[BEGIN EXTRACTED MATERIAL]

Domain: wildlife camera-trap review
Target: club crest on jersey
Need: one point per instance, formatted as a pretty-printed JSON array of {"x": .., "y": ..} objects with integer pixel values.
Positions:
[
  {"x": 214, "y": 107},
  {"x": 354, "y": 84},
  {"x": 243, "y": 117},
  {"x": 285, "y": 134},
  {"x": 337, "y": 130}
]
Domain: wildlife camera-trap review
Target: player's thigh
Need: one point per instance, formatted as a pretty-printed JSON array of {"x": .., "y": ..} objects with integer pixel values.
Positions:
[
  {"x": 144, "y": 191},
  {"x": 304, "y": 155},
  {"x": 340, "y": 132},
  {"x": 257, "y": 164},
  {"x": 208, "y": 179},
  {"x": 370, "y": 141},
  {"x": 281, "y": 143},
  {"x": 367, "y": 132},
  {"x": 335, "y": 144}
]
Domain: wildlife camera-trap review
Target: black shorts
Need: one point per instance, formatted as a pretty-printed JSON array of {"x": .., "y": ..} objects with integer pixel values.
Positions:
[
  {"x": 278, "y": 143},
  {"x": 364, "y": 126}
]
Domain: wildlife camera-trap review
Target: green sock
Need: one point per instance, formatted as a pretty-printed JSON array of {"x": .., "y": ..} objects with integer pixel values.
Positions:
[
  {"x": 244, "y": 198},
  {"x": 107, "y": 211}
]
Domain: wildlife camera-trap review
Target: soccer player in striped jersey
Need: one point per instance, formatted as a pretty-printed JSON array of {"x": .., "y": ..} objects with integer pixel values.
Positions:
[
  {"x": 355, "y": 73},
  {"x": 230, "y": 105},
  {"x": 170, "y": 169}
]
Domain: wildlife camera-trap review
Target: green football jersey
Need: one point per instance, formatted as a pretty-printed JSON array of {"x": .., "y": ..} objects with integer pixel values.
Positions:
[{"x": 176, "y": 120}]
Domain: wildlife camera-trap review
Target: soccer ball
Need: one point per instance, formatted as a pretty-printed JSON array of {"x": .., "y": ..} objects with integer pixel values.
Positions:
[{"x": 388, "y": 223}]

[END EXTRACTED MATERIAL]

Write the complete data out, exactly as above.

Domain: wildlife camera-trap review
Target: club crest on jersey
Need: one point per instance, formatted as a pretty-printed JSON array of {"x": .., "y": ..} objects with integer pixel values.
Positions:
[
  {"x": 214, "y": 107},
  {"x": 354, "y": 84},
  {"x": 243, "y": 117},
  {"x": 285, "y": 134},
  {"x": 337, "y": 130}
]
Domain: wildlife camera-trap review
Target: player's thigh
Need: one point per instance, formatted as a pretty-printed JSON array of {"x": .., "y": ..} objects with integer pixel values.
Positions:
[
  {"x": 144, "y": 191},
  {"x": 304, "y": 155},
  {"x": 340, "y": 132},
  {"x": 257, "y": 164},
  {"x": 208, "y": 179},
  {"x": 370, "y": 141},
  {"x": 281, "y": 143},
  {"x": 367, "y": 132},
  {"x": 335, "y": 144}
]
Domain: wildlife camera-trap review
Target: black shorts
Need: one point per instance, formatted as a pretty-printed JSON array of {"x": .., "y": ..} objects with integer pixel values.
Positions:
[
  {"x": 278, "y": 143},
  {"x": 364, "y": 126}
]
Domain: wildlife camera-trap review
Target: green sock
Need: one point per instance, formatted as a pretty-printed JSON array of {"x": .., "y": ..} objects with integer pixel values.
Positions:
[
  {"x": 244, "y": 198},
  {"x": 107, "y": 211}
]
Domain: wildlife camera-trap review
Target: soccer player in striped jersey
Need: one point per instance, formatted as a pretty-printed JSON array of {"x": .., "y": ..} objects with integer pixel values.
Positions:
[
  {"x": 355, "y": 73},
  {"x": 230, "y": 105},
  {"x": 170, "y": 169}
]
Domain: wildlife camera-trap review
Target: green football jersey
Need: one point per instance, formatted as a pretty-printed JSON array of {"x": .., "y": ..} objects with integer pixel values.
Positions:
[{"x": 176, "y": 120}]
Domain: wildlife camera-trap review
Target: soccer ball
Need: one point per instance, formatted as a pretty-printed JSON array of {"x": .., "y": ..} objects with integer pixel values.
Positions:
[{"x": 388, "y": 223}]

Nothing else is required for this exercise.